■ Exercise
Leaving out all pictures, write out word for word the lines from the one containing "The service MUST place a point on the side mirror, one" to the end of the data below.

Image-grounded pointing data:
+++++
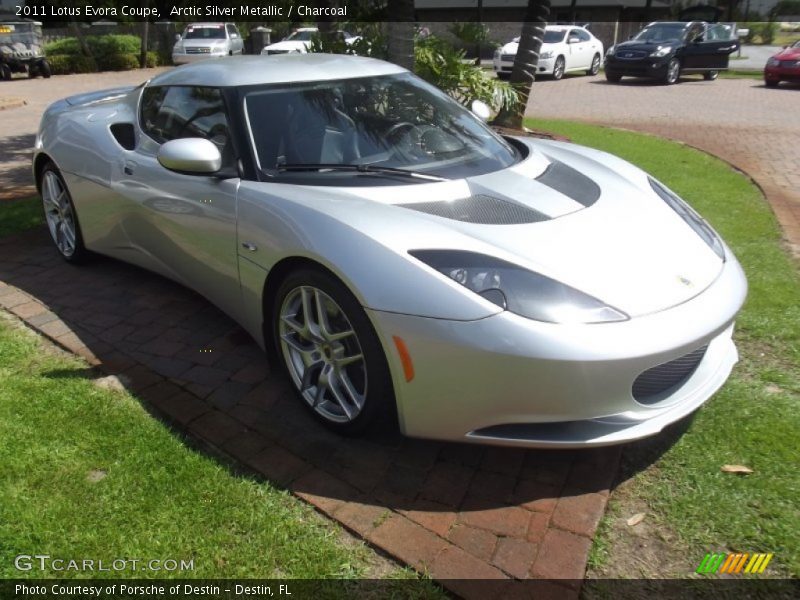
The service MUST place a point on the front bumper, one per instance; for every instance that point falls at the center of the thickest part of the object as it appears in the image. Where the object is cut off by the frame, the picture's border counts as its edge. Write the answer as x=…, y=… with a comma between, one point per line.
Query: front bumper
x=511, y=381
x=651, y=67
x=182, y=59
x=782, y=74
x=545, y=66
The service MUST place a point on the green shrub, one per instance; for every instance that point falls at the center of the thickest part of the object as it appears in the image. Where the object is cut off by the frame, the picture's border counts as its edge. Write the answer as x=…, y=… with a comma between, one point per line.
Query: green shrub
x=119, y=62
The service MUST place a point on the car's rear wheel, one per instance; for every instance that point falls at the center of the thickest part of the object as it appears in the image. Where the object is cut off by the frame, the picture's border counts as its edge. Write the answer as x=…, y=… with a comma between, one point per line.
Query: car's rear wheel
x=331, y=352
x=595, y=66
x=558, y=68
x=59, y=212
x=673, y=72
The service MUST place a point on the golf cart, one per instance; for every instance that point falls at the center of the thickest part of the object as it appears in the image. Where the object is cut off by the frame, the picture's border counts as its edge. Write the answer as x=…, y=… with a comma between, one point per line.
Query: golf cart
x=21, y=49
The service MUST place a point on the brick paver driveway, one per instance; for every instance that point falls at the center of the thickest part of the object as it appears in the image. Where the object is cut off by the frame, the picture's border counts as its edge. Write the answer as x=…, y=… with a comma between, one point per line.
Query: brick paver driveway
x=453, y=511
x=753, y=127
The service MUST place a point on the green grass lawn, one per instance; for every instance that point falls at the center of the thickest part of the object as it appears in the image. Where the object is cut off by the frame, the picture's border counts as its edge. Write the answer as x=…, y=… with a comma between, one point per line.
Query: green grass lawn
x=755, y=419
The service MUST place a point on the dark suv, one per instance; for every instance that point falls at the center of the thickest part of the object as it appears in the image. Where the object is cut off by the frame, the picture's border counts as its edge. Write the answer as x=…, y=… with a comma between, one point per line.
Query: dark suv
x=665, y=49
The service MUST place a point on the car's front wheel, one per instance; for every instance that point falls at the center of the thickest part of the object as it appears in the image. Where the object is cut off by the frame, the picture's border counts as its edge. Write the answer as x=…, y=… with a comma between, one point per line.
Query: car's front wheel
x=331, y=352
x=673, y=72
x=595, y=66
x=558, y=68
x=59, y=212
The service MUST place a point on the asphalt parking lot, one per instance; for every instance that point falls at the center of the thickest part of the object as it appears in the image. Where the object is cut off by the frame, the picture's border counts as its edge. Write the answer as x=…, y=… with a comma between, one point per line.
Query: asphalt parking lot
x=753, y=127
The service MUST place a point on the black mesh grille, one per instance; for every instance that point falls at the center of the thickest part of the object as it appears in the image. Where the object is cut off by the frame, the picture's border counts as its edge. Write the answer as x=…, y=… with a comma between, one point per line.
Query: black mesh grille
x=481, y=209
x=570, y=182
x=650, y=384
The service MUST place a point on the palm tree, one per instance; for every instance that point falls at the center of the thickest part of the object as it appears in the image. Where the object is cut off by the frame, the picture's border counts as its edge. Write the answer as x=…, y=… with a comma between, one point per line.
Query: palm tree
x=524, y=72
x=400, y=30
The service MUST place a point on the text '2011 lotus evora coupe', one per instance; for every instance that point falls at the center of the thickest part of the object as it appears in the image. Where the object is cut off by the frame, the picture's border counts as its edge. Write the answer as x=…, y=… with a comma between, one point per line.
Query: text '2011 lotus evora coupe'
x=401, y=258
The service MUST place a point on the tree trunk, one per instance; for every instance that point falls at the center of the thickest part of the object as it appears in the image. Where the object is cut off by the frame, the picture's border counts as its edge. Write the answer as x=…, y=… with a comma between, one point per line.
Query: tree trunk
x=145, y=35
x=527, y=59
x=400, y=30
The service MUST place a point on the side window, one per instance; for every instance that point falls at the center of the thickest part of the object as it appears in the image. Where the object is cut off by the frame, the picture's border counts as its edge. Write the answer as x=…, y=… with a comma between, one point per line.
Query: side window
x=172, y=112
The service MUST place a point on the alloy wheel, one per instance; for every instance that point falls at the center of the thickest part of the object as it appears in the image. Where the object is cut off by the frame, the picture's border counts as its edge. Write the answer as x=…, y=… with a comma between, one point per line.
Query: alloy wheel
x=323, y=354
x=59, y=214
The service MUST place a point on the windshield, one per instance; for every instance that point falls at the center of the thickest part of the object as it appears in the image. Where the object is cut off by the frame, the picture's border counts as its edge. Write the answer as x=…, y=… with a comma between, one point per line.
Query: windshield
x=394, y=121
x=553, y=37
x=22, y=33
x=206, y=32
x=301, y=36
x=662, y=32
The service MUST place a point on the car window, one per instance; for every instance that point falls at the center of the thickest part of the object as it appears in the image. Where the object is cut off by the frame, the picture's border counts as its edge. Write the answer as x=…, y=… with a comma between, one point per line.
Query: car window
x=173, y=112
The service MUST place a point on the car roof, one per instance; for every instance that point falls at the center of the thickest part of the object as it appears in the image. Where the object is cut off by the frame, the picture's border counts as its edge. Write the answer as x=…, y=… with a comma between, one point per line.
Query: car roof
x=234, y=71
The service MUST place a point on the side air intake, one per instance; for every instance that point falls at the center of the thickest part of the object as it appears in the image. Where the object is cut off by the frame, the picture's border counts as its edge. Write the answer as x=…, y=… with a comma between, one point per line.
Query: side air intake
x=479, y=209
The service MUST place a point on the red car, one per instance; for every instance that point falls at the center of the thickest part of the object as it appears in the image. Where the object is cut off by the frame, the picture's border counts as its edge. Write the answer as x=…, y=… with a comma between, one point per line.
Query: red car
x=784, y=66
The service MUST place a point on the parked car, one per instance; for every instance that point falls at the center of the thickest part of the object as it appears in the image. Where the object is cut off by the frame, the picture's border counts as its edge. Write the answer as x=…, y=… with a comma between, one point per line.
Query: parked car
x=664, y=50
x=300, y=41
x=21, y=49
x=399, y=256
x=207, y=40
x=784, y=66
x=565, y=49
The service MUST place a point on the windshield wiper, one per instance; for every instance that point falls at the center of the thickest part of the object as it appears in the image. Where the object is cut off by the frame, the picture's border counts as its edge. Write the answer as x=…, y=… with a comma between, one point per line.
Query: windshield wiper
x=357, y=168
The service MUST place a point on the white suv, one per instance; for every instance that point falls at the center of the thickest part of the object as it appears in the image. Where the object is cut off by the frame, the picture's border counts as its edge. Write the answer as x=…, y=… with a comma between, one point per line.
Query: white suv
x=207, y=40
x=565, y=48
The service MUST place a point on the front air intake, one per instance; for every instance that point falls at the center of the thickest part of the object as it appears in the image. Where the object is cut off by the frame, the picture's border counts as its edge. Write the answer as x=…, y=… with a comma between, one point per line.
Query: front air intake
x=479, y=209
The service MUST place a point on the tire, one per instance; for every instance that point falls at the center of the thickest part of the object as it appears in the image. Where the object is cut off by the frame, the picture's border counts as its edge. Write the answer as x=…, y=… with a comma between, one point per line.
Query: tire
x=595, y=68
x=345, y=396
x=673, y=72
x=60, y=216
x=558, y=68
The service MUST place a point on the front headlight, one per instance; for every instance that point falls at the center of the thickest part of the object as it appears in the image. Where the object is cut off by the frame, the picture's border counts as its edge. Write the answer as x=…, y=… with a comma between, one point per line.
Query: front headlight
x=661, y=51
x=518, y=290
x=685, y=212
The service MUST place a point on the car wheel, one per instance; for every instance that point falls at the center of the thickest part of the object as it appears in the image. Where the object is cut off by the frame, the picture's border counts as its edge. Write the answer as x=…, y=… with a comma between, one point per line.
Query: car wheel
x=673, y=72
x=59, y=212
x=331, y=352
x=595, y=68
x=558, y=68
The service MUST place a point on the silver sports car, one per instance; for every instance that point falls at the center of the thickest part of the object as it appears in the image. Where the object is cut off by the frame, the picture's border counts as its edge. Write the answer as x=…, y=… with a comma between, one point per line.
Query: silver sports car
x=399, y=258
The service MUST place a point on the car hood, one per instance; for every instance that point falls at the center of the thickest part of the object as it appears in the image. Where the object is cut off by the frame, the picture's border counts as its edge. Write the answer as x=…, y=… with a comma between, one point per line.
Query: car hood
x=627, y=247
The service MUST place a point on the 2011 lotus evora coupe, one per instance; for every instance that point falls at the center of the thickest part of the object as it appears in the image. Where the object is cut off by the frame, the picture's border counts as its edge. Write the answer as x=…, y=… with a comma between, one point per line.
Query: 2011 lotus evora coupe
x=399, y=256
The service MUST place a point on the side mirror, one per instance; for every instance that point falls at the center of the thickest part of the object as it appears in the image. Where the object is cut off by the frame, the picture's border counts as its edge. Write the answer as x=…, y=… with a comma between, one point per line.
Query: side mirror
x=481, y=110
x=193, y=156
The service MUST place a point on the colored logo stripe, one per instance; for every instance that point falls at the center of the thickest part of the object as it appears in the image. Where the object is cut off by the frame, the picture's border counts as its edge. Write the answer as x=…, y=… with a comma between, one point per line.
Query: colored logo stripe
x=734, y=563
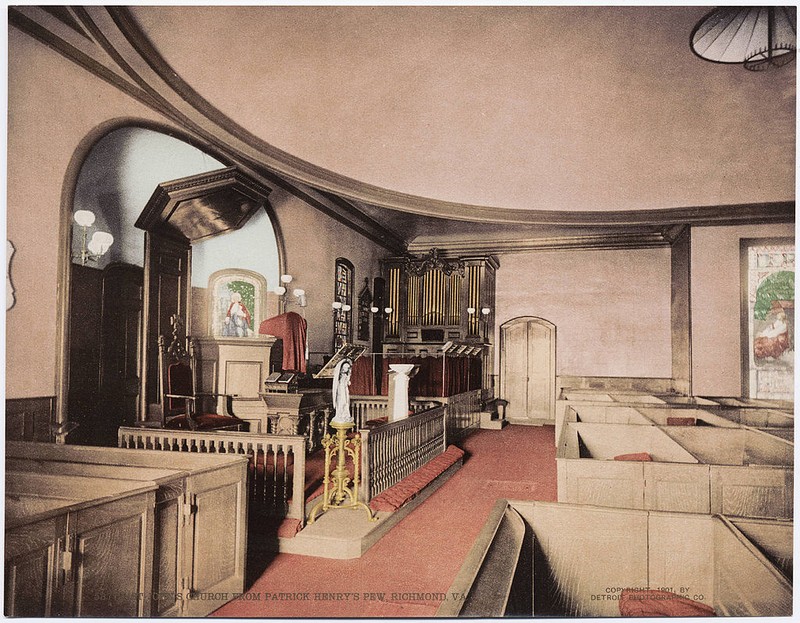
+++++
■ Completed exercise
The service MUST place a point on the side mirror, one per instance; for every instance that point falls at the center of the thickest part of the object as it appears in the image. Where the object is cut off by the frame, the picture's border counts as its edge. Write the answer as x=…, y=… with a comma between, one point per line.
Query: side mirror
x=481, y=110
x=193, y=156
The service MUST place a point on the colored logo stripe, one per instance; for every instance that point falls at the center of the thickest part of the object as it appears in the image. Where the object is cut off by the frame, the picture's border counts as its edge. Write the answer as x=…, y=… with a comma between, one point per line.
Query: colored logo stripe
x=734, y=563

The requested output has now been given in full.